DATA PROVIDED START
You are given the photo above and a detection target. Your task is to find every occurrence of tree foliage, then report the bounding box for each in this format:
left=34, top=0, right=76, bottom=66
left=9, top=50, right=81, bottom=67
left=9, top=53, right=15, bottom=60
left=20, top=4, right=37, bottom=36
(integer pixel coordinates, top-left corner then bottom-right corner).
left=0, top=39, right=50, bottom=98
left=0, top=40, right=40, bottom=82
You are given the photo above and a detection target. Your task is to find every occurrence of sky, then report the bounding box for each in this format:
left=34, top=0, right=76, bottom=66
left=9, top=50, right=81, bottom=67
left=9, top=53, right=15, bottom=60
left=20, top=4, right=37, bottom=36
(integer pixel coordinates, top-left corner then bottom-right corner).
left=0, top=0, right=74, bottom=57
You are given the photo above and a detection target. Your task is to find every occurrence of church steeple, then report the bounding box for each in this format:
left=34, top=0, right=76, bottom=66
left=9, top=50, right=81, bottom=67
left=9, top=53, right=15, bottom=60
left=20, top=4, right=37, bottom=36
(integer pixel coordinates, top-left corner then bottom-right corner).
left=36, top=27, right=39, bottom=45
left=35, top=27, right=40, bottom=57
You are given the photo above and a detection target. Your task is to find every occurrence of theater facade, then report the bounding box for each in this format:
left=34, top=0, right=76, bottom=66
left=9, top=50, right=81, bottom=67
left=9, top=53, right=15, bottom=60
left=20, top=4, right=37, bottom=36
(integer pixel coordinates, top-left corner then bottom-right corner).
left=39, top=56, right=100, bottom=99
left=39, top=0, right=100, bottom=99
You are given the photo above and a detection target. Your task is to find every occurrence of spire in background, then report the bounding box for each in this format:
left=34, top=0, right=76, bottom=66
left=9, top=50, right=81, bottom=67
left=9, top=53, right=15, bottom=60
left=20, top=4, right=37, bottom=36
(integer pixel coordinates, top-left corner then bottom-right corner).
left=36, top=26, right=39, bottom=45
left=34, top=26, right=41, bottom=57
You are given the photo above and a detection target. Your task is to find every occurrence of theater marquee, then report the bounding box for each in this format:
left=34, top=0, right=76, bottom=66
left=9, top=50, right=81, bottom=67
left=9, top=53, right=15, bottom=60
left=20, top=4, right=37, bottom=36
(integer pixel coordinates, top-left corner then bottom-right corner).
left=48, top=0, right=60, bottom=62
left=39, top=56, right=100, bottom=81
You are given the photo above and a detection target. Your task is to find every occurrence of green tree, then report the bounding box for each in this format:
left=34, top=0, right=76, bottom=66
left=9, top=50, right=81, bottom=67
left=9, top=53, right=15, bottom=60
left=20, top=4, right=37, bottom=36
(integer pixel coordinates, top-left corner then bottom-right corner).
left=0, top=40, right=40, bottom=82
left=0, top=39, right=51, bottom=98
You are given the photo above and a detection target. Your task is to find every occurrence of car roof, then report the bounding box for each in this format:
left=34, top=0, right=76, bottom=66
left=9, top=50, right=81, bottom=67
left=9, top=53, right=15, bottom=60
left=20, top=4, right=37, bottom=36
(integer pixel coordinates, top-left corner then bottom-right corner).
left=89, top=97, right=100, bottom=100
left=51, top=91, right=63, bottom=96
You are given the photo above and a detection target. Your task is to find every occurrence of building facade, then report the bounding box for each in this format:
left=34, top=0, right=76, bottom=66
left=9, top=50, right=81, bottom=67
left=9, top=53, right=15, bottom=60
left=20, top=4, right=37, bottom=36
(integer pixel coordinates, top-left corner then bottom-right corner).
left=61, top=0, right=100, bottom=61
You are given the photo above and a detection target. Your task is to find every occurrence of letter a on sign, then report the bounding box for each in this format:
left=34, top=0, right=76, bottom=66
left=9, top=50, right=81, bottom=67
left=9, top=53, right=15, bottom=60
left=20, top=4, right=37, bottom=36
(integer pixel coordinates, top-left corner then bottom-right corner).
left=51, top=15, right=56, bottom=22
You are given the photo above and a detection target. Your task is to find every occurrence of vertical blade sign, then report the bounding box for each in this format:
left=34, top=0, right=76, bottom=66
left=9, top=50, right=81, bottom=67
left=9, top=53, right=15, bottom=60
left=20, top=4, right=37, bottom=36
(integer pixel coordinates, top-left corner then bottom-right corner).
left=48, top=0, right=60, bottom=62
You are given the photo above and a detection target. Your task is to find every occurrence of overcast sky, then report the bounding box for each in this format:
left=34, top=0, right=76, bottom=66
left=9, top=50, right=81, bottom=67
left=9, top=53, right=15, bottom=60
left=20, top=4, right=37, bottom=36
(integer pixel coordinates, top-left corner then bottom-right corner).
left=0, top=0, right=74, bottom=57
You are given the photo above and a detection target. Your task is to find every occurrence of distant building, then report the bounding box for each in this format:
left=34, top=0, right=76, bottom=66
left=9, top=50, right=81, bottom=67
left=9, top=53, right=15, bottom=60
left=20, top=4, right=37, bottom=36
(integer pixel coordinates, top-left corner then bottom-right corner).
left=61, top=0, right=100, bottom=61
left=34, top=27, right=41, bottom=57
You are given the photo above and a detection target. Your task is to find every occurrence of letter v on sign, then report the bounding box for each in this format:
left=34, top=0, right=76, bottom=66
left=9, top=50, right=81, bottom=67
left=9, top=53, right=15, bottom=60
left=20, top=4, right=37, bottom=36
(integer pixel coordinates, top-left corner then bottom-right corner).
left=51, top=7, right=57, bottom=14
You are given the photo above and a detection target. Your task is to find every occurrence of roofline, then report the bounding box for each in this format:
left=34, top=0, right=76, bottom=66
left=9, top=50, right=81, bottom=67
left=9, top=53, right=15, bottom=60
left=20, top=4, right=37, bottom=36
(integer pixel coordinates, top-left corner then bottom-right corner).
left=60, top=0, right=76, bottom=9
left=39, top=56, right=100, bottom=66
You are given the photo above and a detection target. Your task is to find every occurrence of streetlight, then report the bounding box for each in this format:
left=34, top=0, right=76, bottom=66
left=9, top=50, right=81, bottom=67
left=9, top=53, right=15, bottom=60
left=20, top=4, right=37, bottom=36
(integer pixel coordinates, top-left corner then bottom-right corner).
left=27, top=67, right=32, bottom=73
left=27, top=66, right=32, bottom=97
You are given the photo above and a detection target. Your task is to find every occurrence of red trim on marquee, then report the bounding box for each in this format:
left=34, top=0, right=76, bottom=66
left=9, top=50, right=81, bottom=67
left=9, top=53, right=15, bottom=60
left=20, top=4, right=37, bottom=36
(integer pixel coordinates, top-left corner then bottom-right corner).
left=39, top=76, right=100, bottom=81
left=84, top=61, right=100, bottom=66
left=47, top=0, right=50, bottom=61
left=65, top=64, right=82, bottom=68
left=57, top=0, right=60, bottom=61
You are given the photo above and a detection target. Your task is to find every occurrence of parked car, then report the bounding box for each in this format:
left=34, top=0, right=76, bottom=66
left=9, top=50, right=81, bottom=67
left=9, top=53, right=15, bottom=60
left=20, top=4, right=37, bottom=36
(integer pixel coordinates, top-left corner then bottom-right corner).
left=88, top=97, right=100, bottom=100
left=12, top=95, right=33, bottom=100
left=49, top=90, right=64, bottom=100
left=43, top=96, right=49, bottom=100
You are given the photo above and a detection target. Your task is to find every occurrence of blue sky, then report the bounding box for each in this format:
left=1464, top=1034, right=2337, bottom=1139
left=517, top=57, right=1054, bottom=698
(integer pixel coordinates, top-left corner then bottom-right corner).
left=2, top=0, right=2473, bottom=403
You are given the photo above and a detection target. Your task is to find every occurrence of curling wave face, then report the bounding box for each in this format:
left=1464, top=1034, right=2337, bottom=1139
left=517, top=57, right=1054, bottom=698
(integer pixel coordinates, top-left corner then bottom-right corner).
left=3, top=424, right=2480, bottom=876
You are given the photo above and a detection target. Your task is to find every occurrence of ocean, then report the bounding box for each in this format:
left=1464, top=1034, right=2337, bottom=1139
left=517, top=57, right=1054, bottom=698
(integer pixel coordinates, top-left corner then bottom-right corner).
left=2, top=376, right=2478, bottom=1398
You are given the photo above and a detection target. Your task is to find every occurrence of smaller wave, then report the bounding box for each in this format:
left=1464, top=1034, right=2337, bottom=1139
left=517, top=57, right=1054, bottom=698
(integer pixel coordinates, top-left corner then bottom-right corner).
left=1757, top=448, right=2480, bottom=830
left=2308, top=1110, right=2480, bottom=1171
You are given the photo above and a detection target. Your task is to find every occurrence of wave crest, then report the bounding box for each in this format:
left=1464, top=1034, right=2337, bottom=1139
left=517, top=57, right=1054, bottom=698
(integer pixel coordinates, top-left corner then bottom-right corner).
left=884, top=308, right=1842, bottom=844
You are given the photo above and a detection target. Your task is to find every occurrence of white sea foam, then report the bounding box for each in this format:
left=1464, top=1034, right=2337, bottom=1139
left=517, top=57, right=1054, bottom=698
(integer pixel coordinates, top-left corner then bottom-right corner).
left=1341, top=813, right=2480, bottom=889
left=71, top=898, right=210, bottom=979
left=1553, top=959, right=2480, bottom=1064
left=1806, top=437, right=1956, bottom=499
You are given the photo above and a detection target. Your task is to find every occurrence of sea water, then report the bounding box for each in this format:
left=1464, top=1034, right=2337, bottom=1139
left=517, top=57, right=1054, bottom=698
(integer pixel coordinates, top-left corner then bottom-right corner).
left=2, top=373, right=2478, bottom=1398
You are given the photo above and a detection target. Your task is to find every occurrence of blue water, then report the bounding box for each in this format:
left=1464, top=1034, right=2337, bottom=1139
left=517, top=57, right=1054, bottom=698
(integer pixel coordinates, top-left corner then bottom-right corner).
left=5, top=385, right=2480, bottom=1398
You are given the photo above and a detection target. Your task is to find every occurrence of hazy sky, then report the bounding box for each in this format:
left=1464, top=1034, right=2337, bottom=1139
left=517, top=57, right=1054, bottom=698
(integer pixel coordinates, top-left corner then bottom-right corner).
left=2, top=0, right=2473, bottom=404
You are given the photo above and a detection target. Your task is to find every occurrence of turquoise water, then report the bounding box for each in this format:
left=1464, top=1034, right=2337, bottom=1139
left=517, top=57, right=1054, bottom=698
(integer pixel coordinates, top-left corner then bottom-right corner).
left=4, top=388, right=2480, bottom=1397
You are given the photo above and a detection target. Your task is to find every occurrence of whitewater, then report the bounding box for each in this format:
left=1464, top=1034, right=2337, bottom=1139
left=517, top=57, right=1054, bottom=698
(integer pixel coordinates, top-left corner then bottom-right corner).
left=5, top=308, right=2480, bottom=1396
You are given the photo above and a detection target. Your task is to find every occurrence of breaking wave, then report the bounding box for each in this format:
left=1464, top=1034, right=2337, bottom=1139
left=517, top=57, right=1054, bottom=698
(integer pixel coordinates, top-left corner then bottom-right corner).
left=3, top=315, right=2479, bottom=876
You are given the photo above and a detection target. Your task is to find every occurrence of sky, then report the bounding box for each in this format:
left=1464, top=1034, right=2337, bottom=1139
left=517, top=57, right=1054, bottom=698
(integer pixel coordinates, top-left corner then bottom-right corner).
DATA PROVIDED END
■ EXERCISE GOAL
Your reply is to repeat, unchanged, the lines above running from the one with "theater facade, then" up to and including the one with "occurrence of spire".

■ EXERCISE RESULT
You are given the photo above and a detection target. Your task is to find every occurrence of theater facade, then report the bounding box for each in this format:
left=34, top=0, right=76, bottom=66
left=9, top=50, right=81, bottom=67
left=9, top=53, right=15, bottom=60
left=20, top=4, right=37, bottom=36
(integer pixel coordinates, top-left corner then bottom-right corner).
left=39, top=56, right=100, bottom=99
left=39, top=0, right=100, bottom=99
You are given the photo above and a detection target. Your task is to find every occurrence of spire in background, then report the bounding box for each in this format:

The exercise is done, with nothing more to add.